*SHORT EXERCISE*
Reproduce the following lines verbatim, with no changes.

*DATASET EXCERPTS*
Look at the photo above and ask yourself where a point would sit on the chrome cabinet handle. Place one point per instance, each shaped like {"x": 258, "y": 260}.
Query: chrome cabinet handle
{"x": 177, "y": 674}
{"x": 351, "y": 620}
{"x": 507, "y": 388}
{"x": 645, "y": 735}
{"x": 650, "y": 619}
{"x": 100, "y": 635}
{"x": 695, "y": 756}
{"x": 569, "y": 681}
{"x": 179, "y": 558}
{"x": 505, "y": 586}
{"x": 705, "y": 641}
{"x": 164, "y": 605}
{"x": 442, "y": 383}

*ANSWER FOR THIS EXERCISE*
Look at the photo above and ask yourself where a point would sit on the chrome cabinet handle. Place one point per instance, each shaped like {"x": 258, "y": 260}.
Query: chrome cabinet handle
{"x": 177, "y": 674}
{"x": 351, "y": 620}
{"x": 507, "y": 388}
{"x": 645, "y": 735}
{"x": 650, "y": 619}
{"x": 100, "y": 635}
{"x": 695, "y": 756}
{"x": 569, "y": 681}
{"x": 179, "y": 558}
{"x": 505, "y": 586}
{"x": 705, "y": 641}
{"x": 164, "y": 605}
{"x": 442, "y": 383}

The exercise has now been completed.